== Supplied data

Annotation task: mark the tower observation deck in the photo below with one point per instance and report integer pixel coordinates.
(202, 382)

====
== Supplied data

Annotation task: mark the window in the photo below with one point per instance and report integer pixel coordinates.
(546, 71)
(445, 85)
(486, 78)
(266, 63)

====

● **Job**
Find every line above that contains the word "photo" and copy each one out in full.

● **The solution**
Annotation task: mark the tower observation deck in the photo below with one point per instance and report integer pixel coordinates.
Annotation task: mark the window in the photo below with one point per instance and report integer pixel coordinates.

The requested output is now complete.